Could you restate the whole listing below word for word, minus the pictures?

--------------------

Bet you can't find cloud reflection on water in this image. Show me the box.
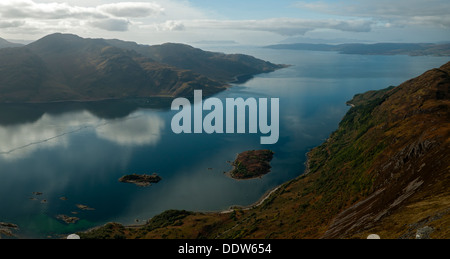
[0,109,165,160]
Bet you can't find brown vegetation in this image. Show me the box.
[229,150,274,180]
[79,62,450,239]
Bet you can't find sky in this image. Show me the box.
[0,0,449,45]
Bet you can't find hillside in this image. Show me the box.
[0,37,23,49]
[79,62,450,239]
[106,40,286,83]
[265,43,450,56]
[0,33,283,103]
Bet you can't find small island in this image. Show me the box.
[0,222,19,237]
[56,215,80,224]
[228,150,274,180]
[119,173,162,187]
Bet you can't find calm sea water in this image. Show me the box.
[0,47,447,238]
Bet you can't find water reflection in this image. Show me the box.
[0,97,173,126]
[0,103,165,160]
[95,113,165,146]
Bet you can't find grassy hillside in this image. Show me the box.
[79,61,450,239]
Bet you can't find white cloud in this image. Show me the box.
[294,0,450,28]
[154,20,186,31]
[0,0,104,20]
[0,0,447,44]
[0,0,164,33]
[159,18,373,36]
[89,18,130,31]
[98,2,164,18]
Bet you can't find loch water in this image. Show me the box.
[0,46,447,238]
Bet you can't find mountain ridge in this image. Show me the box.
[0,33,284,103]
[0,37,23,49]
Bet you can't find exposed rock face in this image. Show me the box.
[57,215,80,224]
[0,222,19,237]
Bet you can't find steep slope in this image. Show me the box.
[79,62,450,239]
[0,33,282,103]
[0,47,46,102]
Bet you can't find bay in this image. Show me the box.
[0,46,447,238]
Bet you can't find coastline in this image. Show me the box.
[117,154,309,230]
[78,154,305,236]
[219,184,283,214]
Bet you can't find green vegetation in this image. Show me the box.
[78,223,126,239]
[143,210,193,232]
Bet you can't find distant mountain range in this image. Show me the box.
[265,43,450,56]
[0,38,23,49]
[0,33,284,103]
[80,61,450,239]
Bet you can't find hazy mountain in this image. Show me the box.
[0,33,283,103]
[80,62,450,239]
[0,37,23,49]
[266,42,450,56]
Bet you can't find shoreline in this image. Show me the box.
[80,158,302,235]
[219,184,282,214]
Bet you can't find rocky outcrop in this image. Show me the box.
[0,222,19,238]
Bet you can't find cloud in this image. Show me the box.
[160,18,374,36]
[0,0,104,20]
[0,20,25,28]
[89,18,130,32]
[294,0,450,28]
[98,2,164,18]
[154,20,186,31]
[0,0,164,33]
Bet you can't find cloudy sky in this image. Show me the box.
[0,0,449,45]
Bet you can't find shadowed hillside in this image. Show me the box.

--------------------

ANSWER TO THIS PROBLEM:
Bet you can't find cloud reflection on water in this image. Show me the box.
[0,109,165,160]
Bet you can't find brown vegetation in this image. Show me the box.
[229,150,274,180]
[79,62,450,239]
Bet you can't find sky in this image. Show me the box.
[0,0,449,45]
Bet you can't find hillside in this image. Show me the box.
[0,37,23,49]
[79,62,450,239]
[106,40,286,83]
[265,43,450,56]
[0,33,283,103]
Bet you can't find small island in this image. Show me the box.
[0,222,19,237]
[56,215,80,224]
[228,150,274,180]
[119,173,162,187]
Bet you can't find calm sea water in this image. Show me the box.
[0,47,447,238]
Bet you can't find water reflection in this image. Show me the box.
[0,97,173,126]
[0,103,165,160]
[95,113,165,146]
Bet you can't find grassy hillside in this image. Show me the box.
[79,61,450,239]
Bet you can't find white cloud in this image. Show me the box.
[294,0,450,28]
[154,20,186,31]
[0,0,104,20]
[0,0,447,44]
[0,0,164,33]
[159,18,373,36]
[89,18,130,31]
[98,2,164,18]
Bet you can't find loch water in this image. Show me the box.
[0,46,447,238]
Bet you can't find mountain ridge in this image. Show me the box.
[0,33,284,103]
[0,37,23,49]
Bet you can't find exposed rock face in this image. Show me the box.
[57,215,80,224]
[0,222,19,237]
Bet you can't find steep slope in this image. Show me the box.
[79,62,450,239]
[0,33,282,103]
[0,47,46,102]
Bet you can't find bay in this image. Show me the box.
[0,46,447,238]
Bet you can't find coastline in this image. Show me the box.
[117,154,309,230]
[78,154,305,236]
[219,184,283,214]
Bet you can't find green vegetation in this image. Show me the box.
[78,223,126,239]
[143,210,193,232]
Bet you can't find distant mountain range in this image. Show me the box.
[265,43,450,56]
[0,38,23,49]
[0,33,284,103]
[80,61,450,239]
Bet you can't find hazy mountain in this image. Show me the box.
[0,33,283,103]
[80,62,450,239]
[0,37,23,49]
[266,42,450,56]
Bet you can't find shoreline in this image. Show me the box.
[80,158,302,235]
[219,184,282,214]
Bet you can't find rocky outcrop in this image. Show me the box.
[0,222,19,238]
Bet you can't find cloud in this image. Show me the box.
[160,18,374,36]
[0,0,104,20]
[0,20,25,28]
[89,18,130,32]
[294,0,450,28]
[98,2,164,18]
[154,20,186,31]
[0,0,164,33]
Bet you can't find cloudy sky in this image. Show me the box.
[0,0,449,45]
Bet you can't find shadowed hillside in this image. Show me the box.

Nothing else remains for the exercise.